Return the full set of entries below exactly, leaving every image out.
====== TASK MATERIAL ======
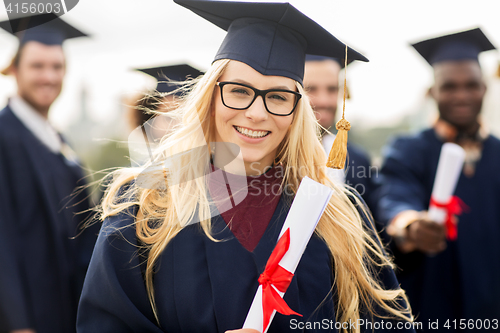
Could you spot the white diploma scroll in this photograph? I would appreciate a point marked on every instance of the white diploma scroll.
(306, 210)
(451, 161)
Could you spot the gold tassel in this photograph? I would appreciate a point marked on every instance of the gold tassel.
(338, 153)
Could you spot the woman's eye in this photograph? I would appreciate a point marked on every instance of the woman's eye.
(277, 97)
(240, 91)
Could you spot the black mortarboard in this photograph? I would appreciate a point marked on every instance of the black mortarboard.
(47, 29)
(174, 73)
(465, 45)
(341, 62)
(272, 38)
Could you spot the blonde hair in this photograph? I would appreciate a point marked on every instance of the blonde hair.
(355, 248)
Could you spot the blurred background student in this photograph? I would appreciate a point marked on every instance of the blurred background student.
(148, 115)
(448, 279)
(42, 264)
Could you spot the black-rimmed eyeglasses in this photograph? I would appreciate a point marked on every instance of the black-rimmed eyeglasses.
(239, 96)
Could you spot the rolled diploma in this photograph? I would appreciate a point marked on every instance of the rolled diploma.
(451, 161)
(306, 210)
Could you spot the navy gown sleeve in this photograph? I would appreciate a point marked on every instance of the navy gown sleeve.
(402, 179)
(114, 295)
(13, 307)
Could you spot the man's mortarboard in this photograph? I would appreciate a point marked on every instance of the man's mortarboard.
(313, 57)
(272, 38)
(47, 29)
(465, 45)
(176, 73)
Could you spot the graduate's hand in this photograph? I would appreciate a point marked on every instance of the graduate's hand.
(427, 236)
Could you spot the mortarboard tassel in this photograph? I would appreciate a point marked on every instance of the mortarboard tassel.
(337, 156)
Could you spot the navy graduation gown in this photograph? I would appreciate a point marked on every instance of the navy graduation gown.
(360, 175)
(200, 285)
(462, 281)
(41, 267)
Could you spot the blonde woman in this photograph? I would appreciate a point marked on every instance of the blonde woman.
(176, 255)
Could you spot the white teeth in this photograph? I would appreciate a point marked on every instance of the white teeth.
(250, 133)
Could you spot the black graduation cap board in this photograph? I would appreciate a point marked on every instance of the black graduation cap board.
(272, 38)
(177, 73)
(464, 45)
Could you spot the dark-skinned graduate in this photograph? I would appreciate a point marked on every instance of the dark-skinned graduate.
(186, 258)
(42, 263)
(449, 280)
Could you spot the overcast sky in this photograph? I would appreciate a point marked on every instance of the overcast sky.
(132, 33)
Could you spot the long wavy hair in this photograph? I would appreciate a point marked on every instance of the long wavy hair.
(356, 250)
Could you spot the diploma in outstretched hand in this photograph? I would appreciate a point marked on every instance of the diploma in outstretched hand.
(443, 204)
(306, 210)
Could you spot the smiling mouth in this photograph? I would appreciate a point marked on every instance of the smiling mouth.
(251, 134)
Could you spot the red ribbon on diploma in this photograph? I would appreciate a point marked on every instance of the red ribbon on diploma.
(277, 276)
(453, 207)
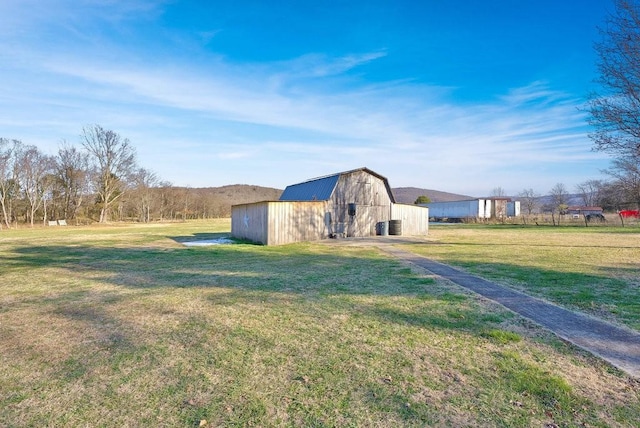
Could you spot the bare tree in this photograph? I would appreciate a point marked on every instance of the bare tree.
(626, 171)
(590, 191)
(113, 159)
(72, 171)
(615, 112)
(9, 187)
(559, 199)
(529, 200)
(145, 182)
(35, 178)
(498, 192)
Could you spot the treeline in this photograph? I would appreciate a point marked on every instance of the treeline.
(98, 181)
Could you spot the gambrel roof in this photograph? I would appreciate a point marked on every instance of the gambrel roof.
(321, 189)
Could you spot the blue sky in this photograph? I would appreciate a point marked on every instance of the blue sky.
(460, 96)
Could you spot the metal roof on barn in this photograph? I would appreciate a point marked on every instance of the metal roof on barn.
(321, 189)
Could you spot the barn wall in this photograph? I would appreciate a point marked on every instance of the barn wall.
(415, 219)
(373, 204)
(250, 221)
(297, 221)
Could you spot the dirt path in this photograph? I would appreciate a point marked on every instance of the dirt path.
(619, 346)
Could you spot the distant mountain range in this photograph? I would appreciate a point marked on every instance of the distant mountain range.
(222, 198)
(408, 195)
(226, 196)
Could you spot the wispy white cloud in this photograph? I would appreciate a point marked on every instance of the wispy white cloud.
(299, 112)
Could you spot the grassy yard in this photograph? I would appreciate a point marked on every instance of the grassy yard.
(125, 326)
(594, 270)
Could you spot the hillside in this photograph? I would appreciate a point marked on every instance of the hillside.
(408, 195)
(244, 194)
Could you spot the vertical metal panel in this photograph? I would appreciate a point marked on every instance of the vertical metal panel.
(297, 221)
(372, 199)
(415, 219)
(250, 221)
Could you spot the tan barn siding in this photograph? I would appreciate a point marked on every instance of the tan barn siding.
(250, 221)
(372, 200)
(297, 221)
(415, 219)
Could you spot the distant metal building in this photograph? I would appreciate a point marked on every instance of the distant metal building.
(354, 203)
(474, 209)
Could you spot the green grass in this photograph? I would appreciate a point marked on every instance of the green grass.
(594, 270)
(124, 326)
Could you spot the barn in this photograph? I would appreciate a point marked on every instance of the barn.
(356, 203)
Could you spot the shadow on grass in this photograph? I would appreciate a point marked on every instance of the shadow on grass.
(249, 275)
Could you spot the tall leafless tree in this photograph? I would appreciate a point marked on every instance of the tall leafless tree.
(615, 111)
(529, 198)
(144, 182)
(590, 192)
(9, 188)
(72, 172)
(114, 161)
(559, 200)
(35, 178)
(626, 171)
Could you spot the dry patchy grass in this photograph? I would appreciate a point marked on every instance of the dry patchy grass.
(595, 270)
(124, 326)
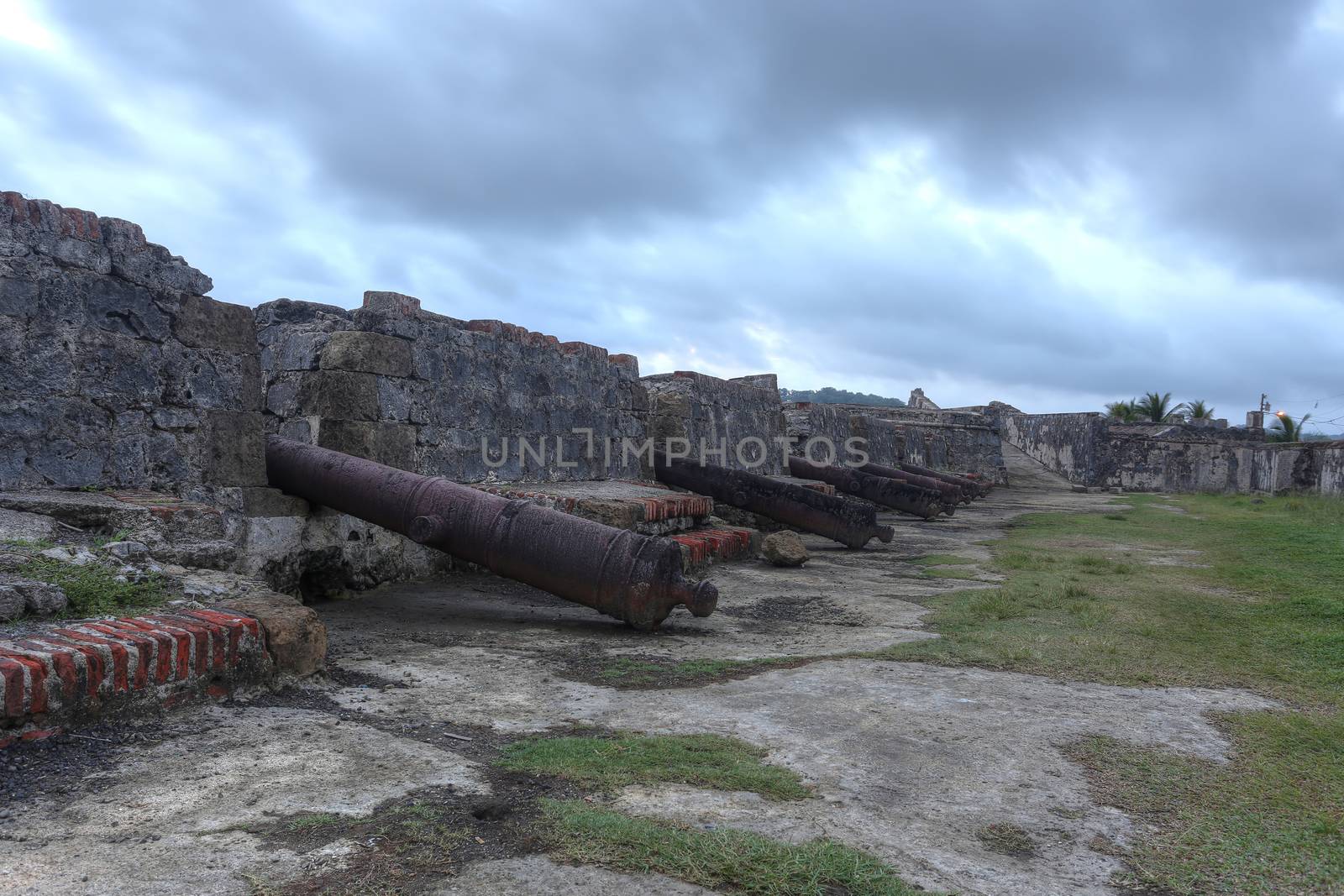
======
**SOLUTION FOR THIS PROBLEM:**
Could you spot the white diploma scroll in this photograph? I would appreciate a point marked on every instance of the white diploma scroll.
(306, 210)
(451, 161)
Could you spot the gold tassel in this photograph? I would appreciate a point marked on every instance of the gold tassel.
(338, 153)
Could you spot the woman's eye in this photograph? I would appreciate a point marked on every instance of the woman's eye.
(277, 97)
(240, 91)
Could you spot the black mortarboard in this photograph? I would appreciate a point marked on every instance of the black mortarboard.
(47, 29)
(174, 73)
(465, 45)
(341, 62)
(272, 38)
Could you spot the blonde hair in this photograph? I would appreciate a point marked on every instance of the blonde hair.
(355, 248)
Could you spot the blurred background student in this photograph? I would appreciate a point marked on every instance of the blurred background student.
(148, 115)
(448, 279)
(42, 264)
Could you spot the black-rimmed eyeglasses in this photograph? I would appreciate a point marked on every instance of the black-rimmed eyeglasses.
(239, 96)
Could you spot the rolled diploma in this photograph? I would appreciate a point marked on every instance of the rolled diploma.
(451, 161)
(306, 210)
Could you spot the navy gown sleeve in this photograph? I would appreciate a point marked on every instance of the navy gown sleeve.
(402, 179)
(114, 295)
(13, 307)
Could you spot the man's mortarboard in this photograph? I would appreciate a point marked on every instance of the man's mortarboard.
(313, 57)
(272, 38)
(47, 29)
(465, 45)
(176, 73)
Could you spot the graduate's hand in this photograph? I would appreciate a point marked on every instance of the graduate's hand.
(427, 236)
Could you spot the mortarboard tassel in this photograph? I would appreciate a point marked on every instance of the mortarboard tassel.
(337, 156)
Could you spot the navy graduation gown in this photograph? I would appreciate a point marked on every instance of the navy graduation gown.
(360, 175)
(200, 285)
(462, 281)
(41, 267)
Could you spot the blonde woman in this photograph? I would appreciate a point marked on every instance of the blonde woman.
(176, 255)
Could you spot the white teeth in this photograph? I would appreciate a point marked on every instance of the white teeth.
(250, 133)
Could you spot the black graduation cap board in this photograph? I would appreciate a point marked on every instance of the black graduation cap board.
(272, 38)
(177, 73)
(464, 45)
Could you spot the dark-skinned graduate in this photograph? I would appreciate a point marked on every instance of the dark-skinned graduate.
(186, 258)
(42, 263)
(449, 280)
Could you spot the overcast sky in this photograph? I would appreciate a point marked on every instance of the overcast sky.
(132, 33)
Could you spot the long wavy hair in this photograph? I would appreciate a point marked on every instance of the long wavy hair.
(356, 250)
Could you spot the diploma in outstretched hand in this photograph? I would appreciate a point marked on every instance of the diploma in outstretched hand.
(443, 204)
(306, 210)
Could you spot the smiling mouth in this photograph? I would appreciate a point marked on every instance of the smiling mouth.
(251, 134)
Could you spot the red ribbon on diploma in this photograph? I would appreciate a point marked on every instance of the red ribbon on diploma.
(277, 276)
(453, 207)
Could you spot the bare tree in this photograph? I would appreciate a point marked on every instance of the bare tree.
(626, 171)
(590, 191)
(113, 159)
(72, 171)
(615, 112)
(9, 187)
(559, 199)
(529, 200)
(145, 182)
(35, 178)
(498, 192)
Could you spot the treeline in this photograph? I would appreciate a point marked on every instance of the treeline.
(98, 181)
Could you spot the gambrel roof in this photograph? I would appreciate a point marked on every instance of the gambrel roof.
(321, 189)
Could you spot the blue sky in this photograph? I would appreciate a point marked on every instance of the blue sky.
(460, 96)
Could you spot the metal roof on barn in this photograph? I would appreciate a point marked on every instance of the metal roof on barn.
(321, 189)
Could you spot the barn wall in this photograph? I would appreciate a point marked on every instance of the barn wall.
(415, 219)
(373, 204)
(250, 221)
(297, 221)
Could you spot the dirt path in this photograph? I would appreciate a point marked on every instance of the dirt path.
(619, 346)
Could you spot the distant mountain range in this photograph? I would appreciate a point marked on every instance of the distant mountain range.
(222, 198)
(408, 195)
(226, 196)
Could you spot the wispy white cloud in this photograph? I would appreciate a point marked on every instance of the wispy white cloud.
(299, 112)
Could you spot the grassy yard in this photograph? I would appreciate a point marked on every instance of the grassy yard.
(125, 326)
(594, 270)
Could you spot the hillside in this photograph? I would appreciate a point marked on every instance of the hillside.
(408, 195)
(244, 194)
Could you spot the vertical metal panel in this photograph? I would appreciate a point marked on every instance of the vertical metal panel.
(297, 221)
(372, 199)
(415, 219)
(250, 221)
Could you spot the tan barn siding in this photograph? I would appreciate a point marked on every instance of the tan barn siding.
(250, 221)
(372, 200)
(297, 221)
(415, 219)
Could you spot the distant metal building in this photograph? I would appreciate a point marked on every instance of the distant metal building.
(354, 203)
(474, 209)
Could you spot the green grass in this photograph? I would appreciate a point marked on every instance of the green grass.
(594, 270)
(124, 326)
Could you spot the barn in this photograph? I would appreciate a point marked on every instance of the barn.
(356, 203)
Could you spot the shadow on grass in this photograph? I would appreciate a point marked on every instance of the shadow on grass.
(249, 275)
Could you spot the tall leafless tree in this photograph? I would appreciate a point marked on every instance of the tall leafless tree.
(615, 111)
(529, 198)
(144, 182)
(590, 192)
(9, 188)
(72, 172)
(114, 161)
(559, 200)
(35, 178)
(626, 171)
Could you spot the dry patchy grass in this photograph? I would appreciate a point marked on every instance of the dry patchy grass.
(595, 270)
(124, 326)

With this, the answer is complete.